YOUR GOAL -
In the answer, each line must appear exactly as in the records, and no picture may appear.
──────── INPUT MATERIAL
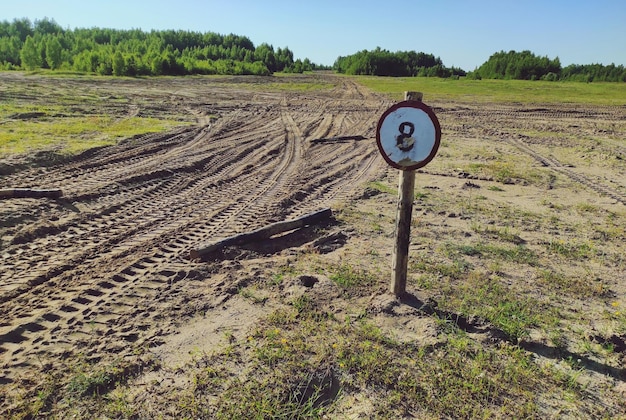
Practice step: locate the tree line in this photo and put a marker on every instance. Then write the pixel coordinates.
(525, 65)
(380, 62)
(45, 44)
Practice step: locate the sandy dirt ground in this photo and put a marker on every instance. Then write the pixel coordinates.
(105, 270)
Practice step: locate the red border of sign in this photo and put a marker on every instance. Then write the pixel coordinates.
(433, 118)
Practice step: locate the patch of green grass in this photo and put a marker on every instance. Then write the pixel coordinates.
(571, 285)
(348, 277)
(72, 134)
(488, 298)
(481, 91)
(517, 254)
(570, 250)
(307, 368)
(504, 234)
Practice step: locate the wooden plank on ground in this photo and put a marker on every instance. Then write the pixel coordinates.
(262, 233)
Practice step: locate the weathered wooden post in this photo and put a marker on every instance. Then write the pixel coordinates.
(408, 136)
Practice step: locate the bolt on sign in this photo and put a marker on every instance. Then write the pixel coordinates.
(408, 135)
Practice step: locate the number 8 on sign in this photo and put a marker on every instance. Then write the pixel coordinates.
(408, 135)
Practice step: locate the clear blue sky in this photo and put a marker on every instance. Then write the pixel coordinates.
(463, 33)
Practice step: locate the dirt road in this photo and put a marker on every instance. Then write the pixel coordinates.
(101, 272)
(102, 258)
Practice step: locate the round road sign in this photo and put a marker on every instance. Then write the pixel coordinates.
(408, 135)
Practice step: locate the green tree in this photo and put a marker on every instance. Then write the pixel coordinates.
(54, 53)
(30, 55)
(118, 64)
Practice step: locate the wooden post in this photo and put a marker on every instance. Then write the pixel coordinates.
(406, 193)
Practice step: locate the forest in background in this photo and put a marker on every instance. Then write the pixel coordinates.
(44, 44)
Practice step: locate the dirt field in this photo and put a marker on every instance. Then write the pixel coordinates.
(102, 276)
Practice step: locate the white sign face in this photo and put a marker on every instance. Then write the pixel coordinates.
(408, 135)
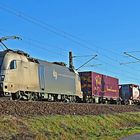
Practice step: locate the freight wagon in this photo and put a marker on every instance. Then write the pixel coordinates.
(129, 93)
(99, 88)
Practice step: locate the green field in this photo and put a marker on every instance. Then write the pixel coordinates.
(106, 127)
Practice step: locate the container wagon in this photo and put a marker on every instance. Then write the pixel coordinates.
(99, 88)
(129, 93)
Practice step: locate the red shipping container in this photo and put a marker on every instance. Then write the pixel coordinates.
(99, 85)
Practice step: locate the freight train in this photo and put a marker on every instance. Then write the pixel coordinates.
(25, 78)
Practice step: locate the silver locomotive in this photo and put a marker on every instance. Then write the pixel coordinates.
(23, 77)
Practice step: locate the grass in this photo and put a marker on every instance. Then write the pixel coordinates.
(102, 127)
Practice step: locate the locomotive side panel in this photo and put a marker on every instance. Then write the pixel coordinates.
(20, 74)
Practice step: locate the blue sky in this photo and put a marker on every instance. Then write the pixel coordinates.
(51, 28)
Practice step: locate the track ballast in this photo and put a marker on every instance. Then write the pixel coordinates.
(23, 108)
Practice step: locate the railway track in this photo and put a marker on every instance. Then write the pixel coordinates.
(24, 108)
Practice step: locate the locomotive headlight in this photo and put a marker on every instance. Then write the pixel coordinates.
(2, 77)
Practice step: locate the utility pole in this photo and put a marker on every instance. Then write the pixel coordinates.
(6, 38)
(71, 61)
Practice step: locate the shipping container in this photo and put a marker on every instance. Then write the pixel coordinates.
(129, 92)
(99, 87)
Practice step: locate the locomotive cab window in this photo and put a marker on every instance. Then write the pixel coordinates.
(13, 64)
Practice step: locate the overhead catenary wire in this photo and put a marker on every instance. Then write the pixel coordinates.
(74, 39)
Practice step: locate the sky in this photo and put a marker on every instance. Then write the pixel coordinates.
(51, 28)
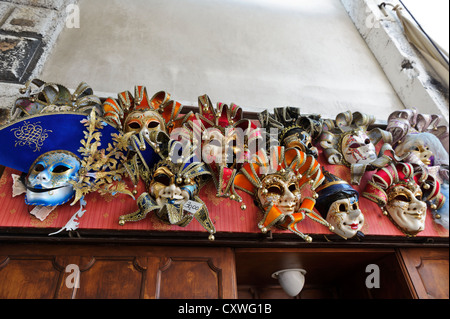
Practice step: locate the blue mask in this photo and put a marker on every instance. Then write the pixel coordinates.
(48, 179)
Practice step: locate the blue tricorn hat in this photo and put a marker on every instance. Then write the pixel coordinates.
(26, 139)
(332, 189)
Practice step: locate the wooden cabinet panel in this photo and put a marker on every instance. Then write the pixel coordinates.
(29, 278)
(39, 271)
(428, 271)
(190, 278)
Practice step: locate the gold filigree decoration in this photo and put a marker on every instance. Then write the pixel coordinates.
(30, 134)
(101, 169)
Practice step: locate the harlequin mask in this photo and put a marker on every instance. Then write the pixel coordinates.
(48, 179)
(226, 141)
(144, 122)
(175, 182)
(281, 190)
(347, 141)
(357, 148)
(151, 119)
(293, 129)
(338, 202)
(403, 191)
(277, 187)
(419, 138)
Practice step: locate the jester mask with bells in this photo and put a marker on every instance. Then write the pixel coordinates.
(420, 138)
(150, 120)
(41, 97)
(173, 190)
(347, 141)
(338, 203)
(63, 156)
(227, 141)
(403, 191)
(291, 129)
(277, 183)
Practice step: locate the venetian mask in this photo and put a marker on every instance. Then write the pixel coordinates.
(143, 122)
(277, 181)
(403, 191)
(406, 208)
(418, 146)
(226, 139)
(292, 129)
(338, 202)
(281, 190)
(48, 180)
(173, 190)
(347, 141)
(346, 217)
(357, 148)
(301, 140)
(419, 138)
────────────────
RESULT OF THIS EXERCISE -
Practice step: locate the tree line in this photo and put a marker on every instance. Then write the pixel coordinates.
(525, 65)
(380, 62)
(45, 44)
Practice step: locate the sandy dirt ground in this photo and put a marker on every instance. Then write the pixel coordinates.
(105, 270)
Practice step: locate the red border of sign in this photo and put a marker on every instance. Then write the pixel coordinates.
(433, 118)
Practice step: locate the patch of green grass in this photo and put a marker on every instance. Then write the pixel coordinates.
(571, 285)
(348, 277)
(72, 134)
(488, 298)
(481, 91)
(517, 254)
(570, 250)
(307, 368)
(504, 234)
Practice step: locate the wooden plank on ground in this photo and put a marker on every instance. Then write the pixel coordinates.
(262, 233)
Practice step: locate the weathered wooden post in this photo and put a marker on every instance. Then write the pixel coordinates.
(408, 136)
Practice step: locate the bolt on sign in this photo and put a marker on every instance. Then write the pixel coordinates.
(408, 135)
Practice step: locate the number 8 on sign in this photo and put a marker on every instance. Then write the pixel coordinates.
(408, 135)
Practice step: locate the clear blue sky in this photo and put a marker on every instance. Then write the pixel coordinates.
(463, 33)
Practice step: locate the dirt road in this photo and put a marker on every instance. Then write the pixel coordinates.
(101, 272)
(102, 258)
Practice step: locate the round road sign in this photo and put a marker on every instance. Then write the pixel coordinates.
(408, 135)
Practice step: locate the green tree in this photo and put a marker on every instance. Then write the pixel coordinates.
(54, 53)
(30, 55)
(118, 64)
Practice step: locate the wooden post in this photo and put a marker on every instance. Then write the pixel coordinates.
(406, 193)
Practice step: locate the forest in background in this photo and put a marker on every instance. Then write the pixel coordinates.
(44, 44)
Practice step: locate the dirt field in this photo and put a marker on every instance. Then write the pixel coordinates.
(102, 276)
Practice step: locate the white sign face in this photo and put a marker on every instance. Then write the pixel coordinates.
(408, 135)
Practice step: locate the freight wagon in this photo and put a marker on every instance. Then write the pixel coordinates.
(129, 93)
(99, 88)
Practice step: locate the green field in this photo and put a marker on every instance. Then write the pixel coordinates.
(106, 127)
Practice step: locate the container wagon in this photo and put a marker on every instance. Then write the pixel coordinates.
(99, 88)
(129, 93)
Practice step: locate the red shipping container in this photo and put a marker on every instance. Then write the pixel coordinates.
(99, 85)
Practice step: locate the freight train in this photo and put a marker on every instance. Then write the pixel coordinates.
(25, 78)
Practice step: locate the silver locomotive in this photo and put a marker on every instance. Then write the pixel coordinates.
(23, 77)
Practice step: locate the grass in this photo and put a marker on every instance. Then write the pixel coordinates.
(102, 127)
Practice step: locate the locomotive side panel in this photo and put a marker on every instance. Then write the pixel coordinates.
(20, 74)
Practice step: locate the blue sky in this photo and put a marker on every instance. Then write the pixel coordinates.
(51, 28)
Practice step: locate the track ballast in this photo and put a marker on every instance. Then write the pixel coordinates.
(23, 108)
Practice step: locate the railway track in this photo and put a marker on every instance. Then write the pixel coordinates.
(24, 108)
Practice step: locate the locomotive headlight in this photo and put a marker on every instance. Then write the pixel coordinates.
(2, 77)
Practice step: locate the utility pole in this photo and put a marker on every instance. Then write the pixel coordinates.
(6, 38)
(71, 61)
Practice step: locate the shipping container in this photo and put a marker on every instance. Then write the pixel coordinates.
(129, 92)
(99, 87)
Practice step: locate the locomotive cab window in this photo and put a marker on every instance. Then write the pixel coordinates.
(13, 64)
Practice step: locate the overhead catenary wire in this photo and put a marker on every instance. Then write the pixel coordinates.
(74, 39)
Practice step: locate the sky in this photo and put a marker on every instance. Then write the pixel coordinates.
(51, 28)
Practice step: locate the blue mask in this photo and put a marker on every instance. Then write the pixel coordinates.
(48, 179)
Practice step: locate the blue tricorn hat in this photo and put a marker on every instance. Then write the pixel coordinates.
(26, 139)
(332, 189)
Practice step: locate the wooden cabinet panel in this photo and put a marker on every instance. Then write the pixel coordinates.
(29, 278)
(39, 271)
(428, 271)
(190, 278)
Practice step: locate the gold filigree decoration in this photo and put a marker on every instance. Then write the pixel coordinates.
(30, 134)
(101, 169)
Practice step: locate the harlequin mask in this photo and put a marker on every instance. Then write the pixel coordinates.
(48, 179)
(226, 141)
(144, 122)
(175, 182)
(281, 190)
(347, 141)
(357, 148)
(151, 119)
(293, 129)
(338, 202)
(403, 191)
(277, 187)
(419, 138)
Practice step: locate the jester mask with bells in this photo and put a marker on every instance. Then write the pixel coordinates.
(420, 138)
(150, 120)
(41, 97)
(173, 190)
(347, 141)
(338, 203)
(63, 156)
(227, 141)
(403, 191)
(291, 129)
(277, 183)
Practice step: locate the venetian mask in this photo and put a marker on every instance. Then write the pixel coordinates.
(143, 122)
(277, 181)
(403, 191)
(406, 208)
(418, 146)
(226, 139)
(292, 129)
(338, 202)
(281, 190)
(48, 180)
(173, 190)
(347, 141)
(346, 217)
(357, 148)
(301, 140)
(419, 138)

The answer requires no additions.